### Extract to read
*****
But that isn’t the only urban legend to haunt Toronto’s city streets.
When I started to do a little poking around online, a number of familiar stories came up pretty quickly. The one I’m going to share today has it all – murder, mystery and purported ghosts!
Murder at the Gibraltar Point Lighthouse
People unfamiliar with Toronto may not know that we do, indeed, have a series of small islands just offshore from the mainland. While there is an entire community who lives there year-round, there is also a ghostly legend that lingers to this day.
The Gibraltar Point Lighthouse was built in the early 1800’s but after only 7 years, the supposed grisly murder of it’s original keeper is how the legend was born.
John Paul Radelmüller was the keeper at the time. As the story goes, a number of soldiers from the garrison at Fort York (in downtown Toronto) went in search of a cache of beer Radelmüller was said to have in his possession. A fight supposedly broke out between the men, resulting in Radelmüller’s death. It has been said the soldiers then chopped up the body and bury the remains to conceal their crime.
*****
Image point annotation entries
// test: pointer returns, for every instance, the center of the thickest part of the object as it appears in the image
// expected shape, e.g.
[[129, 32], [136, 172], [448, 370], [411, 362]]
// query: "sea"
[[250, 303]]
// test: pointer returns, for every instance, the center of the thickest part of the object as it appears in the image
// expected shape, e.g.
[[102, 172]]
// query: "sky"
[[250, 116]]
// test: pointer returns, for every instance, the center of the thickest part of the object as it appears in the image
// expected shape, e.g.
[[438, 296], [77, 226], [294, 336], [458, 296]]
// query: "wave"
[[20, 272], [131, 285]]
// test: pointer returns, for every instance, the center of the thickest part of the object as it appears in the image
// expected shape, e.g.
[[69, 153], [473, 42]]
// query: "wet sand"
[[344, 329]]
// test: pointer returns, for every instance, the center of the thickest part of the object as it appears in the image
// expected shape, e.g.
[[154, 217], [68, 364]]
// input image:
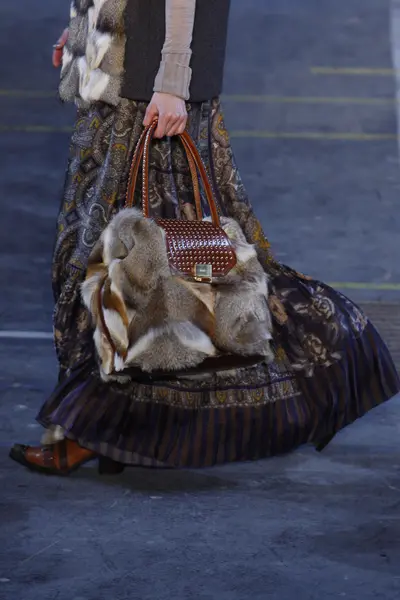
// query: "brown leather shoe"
[[61, 458]]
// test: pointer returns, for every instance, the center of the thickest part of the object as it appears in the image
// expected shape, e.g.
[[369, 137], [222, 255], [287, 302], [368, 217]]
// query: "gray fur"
[[86, 75], [175, 324]]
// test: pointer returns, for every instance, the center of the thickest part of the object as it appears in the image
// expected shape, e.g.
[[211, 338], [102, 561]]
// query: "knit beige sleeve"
[[175, 73]]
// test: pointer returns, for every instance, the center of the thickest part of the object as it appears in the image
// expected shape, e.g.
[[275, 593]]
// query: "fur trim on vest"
[[93, 58]]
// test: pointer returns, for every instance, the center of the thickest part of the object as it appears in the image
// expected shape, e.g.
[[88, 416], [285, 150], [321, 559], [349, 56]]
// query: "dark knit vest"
[[145, 32]]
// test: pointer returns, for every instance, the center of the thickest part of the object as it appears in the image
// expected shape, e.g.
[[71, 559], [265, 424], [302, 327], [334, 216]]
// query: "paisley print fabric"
[[330, 364]]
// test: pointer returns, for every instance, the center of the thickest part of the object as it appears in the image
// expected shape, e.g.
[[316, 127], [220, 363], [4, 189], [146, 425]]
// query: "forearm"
[[175, 73]]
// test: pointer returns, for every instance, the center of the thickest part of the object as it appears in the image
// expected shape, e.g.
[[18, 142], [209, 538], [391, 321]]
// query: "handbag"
[[174, 298]]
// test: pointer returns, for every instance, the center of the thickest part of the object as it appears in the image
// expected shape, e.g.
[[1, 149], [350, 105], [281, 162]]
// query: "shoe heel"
[[107, 466]]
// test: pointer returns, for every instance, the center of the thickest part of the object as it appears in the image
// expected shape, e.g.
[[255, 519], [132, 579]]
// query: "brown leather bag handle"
[[196, 166]]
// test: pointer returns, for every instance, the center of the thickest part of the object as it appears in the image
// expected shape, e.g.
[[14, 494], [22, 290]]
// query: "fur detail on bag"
[[145, 316], [93, 58]]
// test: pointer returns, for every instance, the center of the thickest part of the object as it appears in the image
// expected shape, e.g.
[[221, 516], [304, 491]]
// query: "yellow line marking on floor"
[[315, 135], [236, 98], [307, 100], [242, 134], [354, 71], [34, 129], [374, 287]]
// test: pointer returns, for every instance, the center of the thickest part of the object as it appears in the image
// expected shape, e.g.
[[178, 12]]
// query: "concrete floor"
[[301, 527]]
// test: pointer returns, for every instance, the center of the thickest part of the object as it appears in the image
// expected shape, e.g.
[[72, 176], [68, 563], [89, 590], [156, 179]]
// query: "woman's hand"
[[171, 113]]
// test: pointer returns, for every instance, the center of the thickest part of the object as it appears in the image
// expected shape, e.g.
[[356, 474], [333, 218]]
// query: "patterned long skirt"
[[330, 366]]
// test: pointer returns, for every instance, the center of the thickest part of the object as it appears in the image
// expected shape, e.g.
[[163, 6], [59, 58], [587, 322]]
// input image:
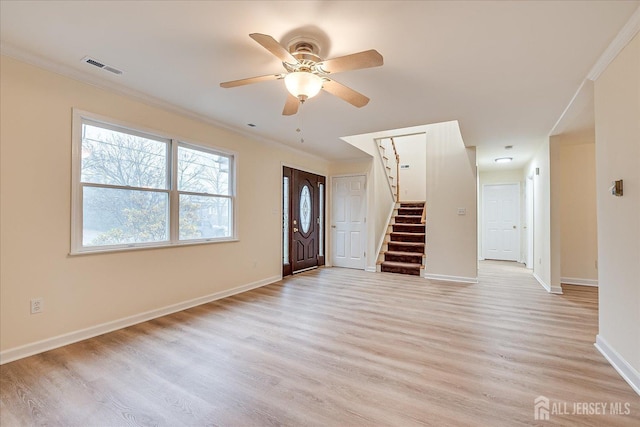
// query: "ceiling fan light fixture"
[[303, 84]]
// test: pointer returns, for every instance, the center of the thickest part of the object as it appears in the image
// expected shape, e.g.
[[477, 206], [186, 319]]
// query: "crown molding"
[[14, 52], [626, 34]]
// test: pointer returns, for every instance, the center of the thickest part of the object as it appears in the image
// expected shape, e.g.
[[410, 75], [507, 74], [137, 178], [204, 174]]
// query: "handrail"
[[397, 156]]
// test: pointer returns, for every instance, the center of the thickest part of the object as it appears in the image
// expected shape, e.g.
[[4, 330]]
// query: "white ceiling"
[[505, 70]]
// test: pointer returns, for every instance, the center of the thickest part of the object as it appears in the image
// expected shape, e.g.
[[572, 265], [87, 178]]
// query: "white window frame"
[[79, 118]]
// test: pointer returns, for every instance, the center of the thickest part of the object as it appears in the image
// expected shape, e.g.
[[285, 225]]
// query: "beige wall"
[[578, 224], [542, 227], [412, 151], [502, 177], [617, 110], [452, 245], [85, 291]]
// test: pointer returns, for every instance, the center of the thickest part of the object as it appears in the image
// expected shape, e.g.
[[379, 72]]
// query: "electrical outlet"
[[36, 305]]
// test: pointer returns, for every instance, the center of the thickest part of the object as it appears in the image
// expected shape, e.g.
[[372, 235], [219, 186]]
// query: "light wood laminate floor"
[[336, 347]]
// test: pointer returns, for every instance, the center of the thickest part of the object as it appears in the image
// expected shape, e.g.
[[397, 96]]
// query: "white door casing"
[[348, 228], [501, 222]]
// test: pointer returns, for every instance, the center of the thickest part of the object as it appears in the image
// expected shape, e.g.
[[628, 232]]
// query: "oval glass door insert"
[[305, 209]]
*****
### Jobs
1 > According to the text on the Gibraltar Point Lighthouse legend, what does the story it shares have? List each item.
2 > Carry on the Gibraltar Point Lighthouse legend from its last sentence.
Nothing in the listing is needed here.

### Responses to the exercise
1 > murder, mystery, purported ghosts

2 >
Almost 80 years later, another lighthouse keeper by the name of George Durnan went in search of Radelmüller’s body. He purportedly found part of a jawbone and fragments of a coffin. Two soldiers were later charged with his murder but later acquitted. Further investigation could not prove the more salacious details of the original lighthouse keeper’s death.
But Is it Haunted?
As for the rumors of the lighthouse being haunted, various local groups have undertaken their own investigations with varying results. Tales of eerie moaning, lights burning at the long-defunct beacon; darting shadows; even glimpses of Radelmüller’s ghost have all been reported over the years. A park employee also reported discovering a leg bone while doing repairs, which he found had disappeared when he showed up the next day with the police.
Maybe it’s the fact that the lighthouse now stands dark, like a sentry standing guard in the shadows. Perhaps it’s the belief that murdered souls continue to wander the earth seeking justice. Or at the very least to be seen or felt by the living.
Whichever you believe, it couldn’t hurt to take the ferry to Hanlon’s Point and see the historic structure for yourself. One of the oldest buildings in Toronto, and the oldest standing lighthouse in the Great Lakes, it may very well inspire something in you.
Rob Wasserman
Great post. Love the story of Rademullers demise ever since I first was told about it at summer camp.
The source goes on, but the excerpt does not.